**Input for this task**
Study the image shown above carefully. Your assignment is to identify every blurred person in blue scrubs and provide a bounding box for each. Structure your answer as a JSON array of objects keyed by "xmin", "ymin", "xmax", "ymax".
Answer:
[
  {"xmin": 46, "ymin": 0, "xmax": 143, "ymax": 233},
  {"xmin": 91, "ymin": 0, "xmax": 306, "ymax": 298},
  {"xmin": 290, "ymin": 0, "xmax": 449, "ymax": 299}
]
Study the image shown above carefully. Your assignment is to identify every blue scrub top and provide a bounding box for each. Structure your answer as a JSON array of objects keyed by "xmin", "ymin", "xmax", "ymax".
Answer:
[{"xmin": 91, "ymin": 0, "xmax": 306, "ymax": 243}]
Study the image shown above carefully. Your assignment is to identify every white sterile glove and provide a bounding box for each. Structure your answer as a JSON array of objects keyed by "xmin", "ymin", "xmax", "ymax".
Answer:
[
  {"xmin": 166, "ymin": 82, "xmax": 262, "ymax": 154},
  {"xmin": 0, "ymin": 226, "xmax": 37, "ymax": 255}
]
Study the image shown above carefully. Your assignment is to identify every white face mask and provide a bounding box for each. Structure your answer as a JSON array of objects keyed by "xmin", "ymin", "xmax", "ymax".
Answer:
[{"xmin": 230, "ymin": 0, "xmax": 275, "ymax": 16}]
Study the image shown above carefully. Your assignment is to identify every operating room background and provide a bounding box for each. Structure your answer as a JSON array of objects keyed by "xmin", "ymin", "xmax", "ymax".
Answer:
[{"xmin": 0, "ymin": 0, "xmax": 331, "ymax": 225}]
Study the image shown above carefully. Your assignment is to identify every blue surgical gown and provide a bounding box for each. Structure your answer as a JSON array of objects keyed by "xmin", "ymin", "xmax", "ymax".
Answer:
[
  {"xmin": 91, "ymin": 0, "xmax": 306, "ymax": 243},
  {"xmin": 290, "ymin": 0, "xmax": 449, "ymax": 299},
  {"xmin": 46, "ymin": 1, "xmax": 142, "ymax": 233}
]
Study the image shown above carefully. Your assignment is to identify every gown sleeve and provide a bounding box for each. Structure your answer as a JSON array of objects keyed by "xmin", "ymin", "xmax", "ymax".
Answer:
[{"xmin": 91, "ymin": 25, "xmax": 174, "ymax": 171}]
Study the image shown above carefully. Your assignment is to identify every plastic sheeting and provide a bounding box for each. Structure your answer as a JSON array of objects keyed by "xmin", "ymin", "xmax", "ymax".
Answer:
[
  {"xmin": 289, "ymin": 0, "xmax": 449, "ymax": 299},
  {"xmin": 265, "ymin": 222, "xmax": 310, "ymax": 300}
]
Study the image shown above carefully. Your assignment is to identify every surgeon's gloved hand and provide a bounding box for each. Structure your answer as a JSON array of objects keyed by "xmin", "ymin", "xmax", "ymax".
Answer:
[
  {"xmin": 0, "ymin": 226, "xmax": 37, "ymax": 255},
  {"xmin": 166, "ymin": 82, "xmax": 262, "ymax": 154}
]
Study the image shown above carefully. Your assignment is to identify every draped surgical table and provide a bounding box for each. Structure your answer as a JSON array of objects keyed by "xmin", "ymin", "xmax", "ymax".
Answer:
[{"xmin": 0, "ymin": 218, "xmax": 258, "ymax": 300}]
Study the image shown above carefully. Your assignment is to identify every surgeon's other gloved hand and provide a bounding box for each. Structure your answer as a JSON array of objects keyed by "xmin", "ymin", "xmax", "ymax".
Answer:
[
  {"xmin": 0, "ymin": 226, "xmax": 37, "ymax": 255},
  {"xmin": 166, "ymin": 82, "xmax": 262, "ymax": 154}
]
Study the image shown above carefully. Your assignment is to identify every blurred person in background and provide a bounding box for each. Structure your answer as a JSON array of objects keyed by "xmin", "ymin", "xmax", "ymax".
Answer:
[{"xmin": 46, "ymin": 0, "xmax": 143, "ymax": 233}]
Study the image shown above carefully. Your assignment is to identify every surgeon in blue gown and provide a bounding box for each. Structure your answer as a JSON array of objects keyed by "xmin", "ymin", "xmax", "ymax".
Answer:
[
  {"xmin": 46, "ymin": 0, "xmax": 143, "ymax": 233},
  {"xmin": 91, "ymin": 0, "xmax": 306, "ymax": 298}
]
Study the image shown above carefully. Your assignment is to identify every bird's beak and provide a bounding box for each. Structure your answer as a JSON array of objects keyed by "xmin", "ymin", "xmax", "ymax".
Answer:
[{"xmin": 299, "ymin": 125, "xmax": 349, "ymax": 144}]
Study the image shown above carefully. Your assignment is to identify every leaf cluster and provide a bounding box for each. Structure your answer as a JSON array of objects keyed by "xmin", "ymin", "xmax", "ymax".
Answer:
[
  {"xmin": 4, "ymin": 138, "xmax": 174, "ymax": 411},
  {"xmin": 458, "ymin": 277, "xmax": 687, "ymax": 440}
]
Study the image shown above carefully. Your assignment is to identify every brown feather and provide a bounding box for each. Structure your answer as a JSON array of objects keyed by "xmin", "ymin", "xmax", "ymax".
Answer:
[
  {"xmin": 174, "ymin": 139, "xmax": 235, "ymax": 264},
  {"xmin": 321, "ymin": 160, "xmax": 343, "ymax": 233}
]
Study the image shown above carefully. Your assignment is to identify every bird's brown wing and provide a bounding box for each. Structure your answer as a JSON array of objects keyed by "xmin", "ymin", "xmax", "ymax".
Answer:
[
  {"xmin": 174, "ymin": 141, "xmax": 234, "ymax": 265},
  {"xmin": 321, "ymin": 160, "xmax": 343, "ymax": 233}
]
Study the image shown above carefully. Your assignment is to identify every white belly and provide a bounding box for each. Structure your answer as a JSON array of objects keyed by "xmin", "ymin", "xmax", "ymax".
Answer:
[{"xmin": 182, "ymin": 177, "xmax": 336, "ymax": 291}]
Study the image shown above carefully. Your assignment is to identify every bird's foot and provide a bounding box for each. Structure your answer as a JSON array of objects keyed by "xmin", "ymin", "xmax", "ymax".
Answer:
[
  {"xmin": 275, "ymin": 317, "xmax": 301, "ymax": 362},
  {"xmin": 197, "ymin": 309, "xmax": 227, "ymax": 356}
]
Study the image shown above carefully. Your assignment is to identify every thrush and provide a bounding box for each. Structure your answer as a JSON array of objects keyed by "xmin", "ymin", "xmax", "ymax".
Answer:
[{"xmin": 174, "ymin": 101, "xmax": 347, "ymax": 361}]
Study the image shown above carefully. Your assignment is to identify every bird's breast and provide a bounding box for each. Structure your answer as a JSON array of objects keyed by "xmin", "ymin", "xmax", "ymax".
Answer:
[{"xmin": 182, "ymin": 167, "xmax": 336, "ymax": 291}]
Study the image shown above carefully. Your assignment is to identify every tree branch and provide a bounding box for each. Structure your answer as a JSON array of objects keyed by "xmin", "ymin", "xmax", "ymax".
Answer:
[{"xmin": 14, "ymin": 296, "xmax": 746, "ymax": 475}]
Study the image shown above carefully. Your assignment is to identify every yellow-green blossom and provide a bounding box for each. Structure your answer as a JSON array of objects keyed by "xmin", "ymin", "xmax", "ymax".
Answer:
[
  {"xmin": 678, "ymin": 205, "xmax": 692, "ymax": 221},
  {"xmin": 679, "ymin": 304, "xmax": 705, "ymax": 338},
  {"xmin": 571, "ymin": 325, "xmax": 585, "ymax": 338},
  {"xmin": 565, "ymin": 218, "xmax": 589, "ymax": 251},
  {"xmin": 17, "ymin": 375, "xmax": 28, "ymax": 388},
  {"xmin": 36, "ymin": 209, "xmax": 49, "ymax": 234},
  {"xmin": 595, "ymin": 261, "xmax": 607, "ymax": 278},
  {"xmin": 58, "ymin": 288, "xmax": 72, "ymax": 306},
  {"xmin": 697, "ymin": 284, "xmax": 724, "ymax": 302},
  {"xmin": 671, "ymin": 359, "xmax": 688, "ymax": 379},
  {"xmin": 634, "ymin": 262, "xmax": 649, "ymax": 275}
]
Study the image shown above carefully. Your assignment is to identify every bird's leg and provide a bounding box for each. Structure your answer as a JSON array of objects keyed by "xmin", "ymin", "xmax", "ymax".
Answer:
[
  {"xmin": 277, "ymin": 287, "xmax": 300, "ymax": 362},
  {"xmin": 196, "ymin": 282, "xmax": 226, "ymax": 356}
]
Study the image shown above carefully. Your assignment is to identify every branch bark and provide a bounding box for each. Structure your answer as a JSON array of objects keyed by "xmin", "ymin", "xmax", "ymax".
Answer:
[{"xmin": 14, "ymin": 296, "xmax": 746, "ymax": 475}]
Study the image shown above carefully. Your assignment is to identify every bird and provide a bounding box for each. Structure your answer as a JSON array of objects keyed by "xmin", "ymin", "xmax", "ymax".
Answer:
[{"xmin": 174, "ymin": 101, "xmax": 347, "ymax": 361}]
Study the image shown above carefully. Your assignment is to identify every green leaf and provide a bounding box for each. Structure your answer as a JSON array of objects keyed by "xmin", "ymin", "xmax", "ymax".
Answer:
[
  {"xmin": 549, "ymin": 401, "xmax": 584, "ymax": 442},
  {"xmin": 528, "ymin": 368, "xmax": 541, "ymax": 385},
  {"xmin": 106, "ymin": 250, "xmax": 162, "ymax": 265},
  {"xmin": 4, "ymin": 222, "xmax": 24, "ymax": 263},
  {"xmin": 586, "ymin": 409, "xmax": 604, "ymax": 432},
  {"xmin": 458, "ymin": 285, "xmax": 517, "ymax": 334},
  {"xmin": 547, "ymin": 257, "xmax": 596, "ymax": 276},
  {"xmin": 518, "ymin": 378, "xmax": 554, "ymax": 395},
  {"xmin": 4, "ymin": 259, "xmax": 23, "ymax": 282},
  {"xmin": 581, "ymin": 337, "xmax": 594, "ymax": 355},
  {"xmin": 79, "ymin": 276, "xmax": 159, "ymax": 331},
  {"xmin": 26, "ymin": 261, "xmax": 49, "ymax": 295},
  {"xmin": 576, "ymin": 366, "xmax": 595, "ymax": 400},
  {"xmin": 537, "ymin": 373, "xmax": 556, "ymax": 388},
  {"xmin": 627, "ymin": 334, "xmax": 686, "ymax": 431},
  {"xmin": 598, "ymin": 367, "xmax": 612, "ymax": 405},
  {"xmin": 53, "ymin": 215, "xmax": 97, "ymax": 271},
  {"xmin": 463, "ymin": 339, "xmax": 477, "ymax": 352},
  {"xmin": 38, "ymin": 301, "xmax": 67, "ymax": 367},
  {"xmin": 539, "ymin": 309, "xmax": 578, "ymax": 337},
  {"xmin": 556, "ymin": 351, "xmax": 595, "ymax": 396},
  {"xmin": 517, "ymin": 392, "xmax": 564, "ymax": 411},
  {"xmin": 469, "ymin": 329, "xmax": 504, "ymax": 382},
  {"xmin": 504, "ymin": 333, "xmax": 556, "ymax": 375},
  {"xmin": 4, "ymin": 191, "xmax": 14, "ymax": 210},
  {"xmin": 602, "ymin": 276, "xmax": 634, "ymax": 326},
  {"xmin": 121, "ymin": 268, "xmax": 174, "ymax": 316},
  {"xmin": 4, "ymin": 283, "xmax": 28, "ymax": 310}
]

**Your goal**
Which lines of the data contain the word "person"? Copy each one.

**Written response**
Study the image shown above carefully. Your assignment is to identify every blurred person in blue scrubs and provide a bounding box for each. Structure your answer as a JSON array of objects keyed by "xmin", "ymin", "xmax", "ymax".
Study the image shown above carefully. Your assignment is to identify every blurred person in background and provide a bounding box for each. Structure your answer as a JSON array of objects keyed by "xmin", "ymin", "xmax", "ymax".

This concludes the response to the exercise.